> Records for the exercise:

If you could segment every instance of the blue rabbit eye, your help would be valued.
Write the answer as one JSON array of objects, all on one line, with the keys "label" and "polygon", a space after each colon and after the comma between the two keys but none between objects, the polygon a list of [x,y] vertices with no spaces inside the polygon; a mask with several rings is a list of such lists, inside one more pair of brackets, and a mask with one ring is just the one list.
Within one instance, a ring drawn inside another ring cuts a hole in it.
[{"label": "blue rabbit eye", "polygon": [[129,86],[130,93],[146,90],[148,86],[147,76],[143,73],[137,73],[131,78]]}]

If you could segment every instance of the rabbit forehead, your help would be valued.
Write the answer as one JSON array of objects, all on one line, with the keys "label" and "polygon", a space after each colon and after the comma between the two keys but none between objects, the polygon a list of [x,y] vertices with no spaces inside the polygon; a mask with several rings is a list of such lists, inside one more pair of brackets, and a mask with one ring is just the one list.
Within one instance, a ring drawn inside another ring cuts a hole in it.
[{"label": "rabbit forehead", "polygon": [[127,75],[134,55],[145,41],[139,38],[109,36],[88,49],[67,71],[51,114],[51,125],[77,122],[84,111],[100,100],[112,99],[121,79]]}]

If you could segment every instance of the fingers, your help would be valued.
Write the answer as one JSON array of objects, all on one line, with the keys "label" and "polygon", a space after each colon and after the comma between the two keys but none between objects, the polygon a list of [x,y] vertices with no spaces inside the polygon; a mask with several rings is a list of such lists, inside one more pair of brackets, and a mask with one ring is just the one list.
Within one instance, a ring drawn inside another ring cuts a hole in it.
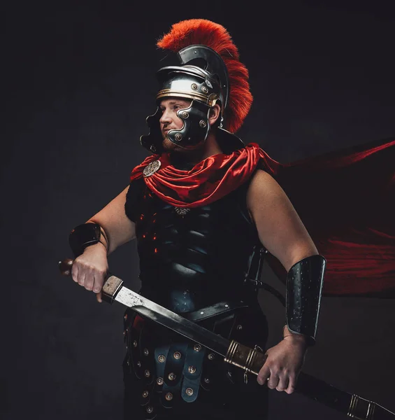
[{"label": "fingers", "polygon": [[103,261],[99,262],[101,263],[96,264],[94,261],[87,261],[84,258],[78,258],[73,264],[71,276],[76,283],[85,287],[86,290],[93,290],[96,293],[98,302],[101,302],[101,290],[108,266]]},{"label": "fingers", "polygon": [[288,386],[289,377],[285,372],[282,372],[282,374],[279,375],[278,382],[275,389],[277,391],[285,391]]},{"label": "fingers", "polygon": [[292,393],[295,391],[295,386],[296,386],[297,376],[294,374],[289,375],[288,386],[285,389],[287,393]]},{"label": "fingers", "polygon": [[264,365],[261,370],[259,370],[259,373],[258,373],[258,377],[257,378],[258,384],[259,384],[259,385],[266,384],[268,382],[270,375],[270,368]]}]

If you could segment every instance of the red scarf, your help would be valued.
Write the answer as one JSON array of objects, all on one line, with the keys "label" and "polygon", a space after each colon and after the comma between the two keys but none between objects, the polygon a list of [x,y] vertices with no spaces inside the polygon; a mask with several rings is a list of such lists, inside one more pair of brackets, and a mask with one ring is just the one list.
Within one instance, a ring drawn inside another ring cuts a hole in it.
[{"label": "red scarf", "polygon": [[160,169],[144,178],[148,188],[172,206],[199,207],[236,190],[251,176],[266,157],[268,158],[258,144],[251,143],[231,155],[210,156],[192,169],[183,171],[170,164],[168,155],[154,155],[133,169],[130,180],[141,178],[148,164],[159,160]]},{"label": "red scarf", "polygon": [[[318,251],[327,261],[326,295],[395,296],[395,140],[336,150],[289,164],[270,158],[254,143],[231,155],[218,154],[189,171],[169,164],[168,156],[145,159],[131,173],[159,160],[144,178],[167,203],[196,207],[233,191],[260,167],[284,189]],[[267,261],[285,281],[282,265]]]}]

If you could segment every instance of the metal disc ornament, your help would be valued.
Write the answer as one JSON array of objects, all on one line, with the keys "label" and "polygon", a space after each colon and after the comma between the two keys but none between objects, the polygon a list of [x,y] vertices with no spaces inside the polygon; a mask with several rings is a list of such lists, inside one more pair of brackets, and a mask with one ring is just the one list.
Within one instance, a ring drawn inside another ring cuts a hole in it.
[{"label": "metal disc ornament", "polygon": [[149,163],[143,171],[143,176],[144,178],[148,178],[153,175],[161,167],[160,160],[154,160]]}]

> Objective:
Rewrite the rows above, changing every "your help would be valued" to "it would be appreciated" and keeping everything else the same. Leave the pictures out of your version.

> Solution to the problem:
If you could segment every instance of the blue rabbit eye, it would be appreciated.
Write the answer as one JSON array of objects, all on one line, with the keys "label" and "polygon", a space after each colon and after the comma between the two keys but none between objects, the polygon a list of [x,y] vertices with no spaces inside the polygon; a mask with several rings is a list of such lists, inside one more pair of brackets, and a mask with one ring is just the one list.
Within one instance, a ring drawn inside another ring cuts a hole in it.
[{"label": "blue rabbit eye", "polygon": [[129,86],[130,93],[146,90],[148,86],[147,76],[143,73],[137,73],[131,78]]}]

If you could segment every instance of the rabbit forehead, it would be appreciated.
Write the answer as one JSON array of objects, all on one line, with the keys "label" and "polygon", a space after each colon and after the comma between the two keys but none between objects, the polygon a list of [x,y] vertices with no spaces inside the polygon; a mask with several rings is a list of such lists, inside one more pair of brackets, and a mask with one ring is just the one list.
Within one instance, a ring drawn inside another ring cuts a hole in it.
[{"label": "rabbit forehead", "polygon": [[127,75],[134,55],[145,41],[139,38],[109,36],[88,49],[67,71],[51,114],[51,125],[77,122],[84,111],[100,100],[112,99],[121,79]]}]

If you could segment every instance of the fingers, it would be appreciated.
Write the answer as one JSON array of objects, all on one line, with the keys "label" and "polygon", a space after each colon and after the comma between the two keys but none between objects, the polygon a list of [x,y] vertices with no spaces inside the polygon; a mask with several rings is a list of such lists, inside one more pair of brackets, and a mask with one ring is just the one list.
Within one instance, a ring drawn inside another ring cuts a hole in it.
[{"label": "fingers", "polygon": [[103,261],[99,262],[101,263],[96,264],[94,261],[87,261],[84,258],[78,258],[73,264],[71,276],[76,283],[85,287],[86,290],[93,290],[96,293],[98,302],[101,302],[101,290],[108,266]]},{"label": "fingers", "polygon": [[288,386],[289,377],[285,372],[282,372],[282,374],[279,375],[278,382],[275,389],[277,391],[285,391]]},{"label": "fingers", "polygon": [[292,393],[295,391],[295,386],[296,386],[297,376],[294,374],[289,375],[288,386],[285,389],[287,393]]},{"label": "fingers", "polygon": [[264,365],[261,370],[259,370],[259,373],[258,373],[258,377],[257,378],[258,384],[259,384],[259,385],[266,384],[268,382],[270,375],[270,368]]}]

If you could segment every instance of the red scarf, it would be appreciated.
Write the answer as one JSON array of objects, all on one line, with the keys "label" and "polygon", a space after each colon and after the comma between the two keys but none between objects, the polygon a list of [x,y] vertices with no spaces inside the polygon; a mask with several rings is a list of such lists, inside one more pair of brackets, and a mask with one ring is just the one list.
Within one instance, a ring drawn inside another ring cuts a hole in it.
[{"label": "red scarf", "polygon": [[160,169],[144,178],[148,188],[172,206],[199,207],[236,190],[251,176],[266,157],[268,158],[258,144],[251,143],[231,155],[210,156],[192,169],[183,171],[170,164],[168,155],[154,155],[133,169],[130,180],[141,178],[148,164],[159,160]]},{"label": "red scarf", "polygon": [[[318,251],[327,261],[326,295],[395,296],[395,140],[336,150],[289,164],[270,158],[254,143],[231,155],[218,154],[189,171],[169,164],[168,156],[145,159],[131,173],[159,160],[144,178],[167,203],[196,207],[233,191],[260,167],[284,189]],[[267,261],[285,281],[282,265]]]}]

If you could segment every instance of the metal disc ornament, it would be appreciated.
Write the answer as one JSON array of objects, all on one line, with the keys "label" and "polygon", a space after each colon and after the comma between the two keys but none between objects, the polygon a list of [x,y] vertices with no spaces inside the polygon; a mask with several rings is a list of such lists, inside one more pair of brackets, and a mask with one ring is just the one list.
Within one instance, a ring drawn inside another ring cuts a hole in it.
[{"label": "metal disc ornament", "polygon": [[149,163],[143,171],[143,176],[144,178],[148,178],[153,175],[161,167],[160,160],[154,160]]}]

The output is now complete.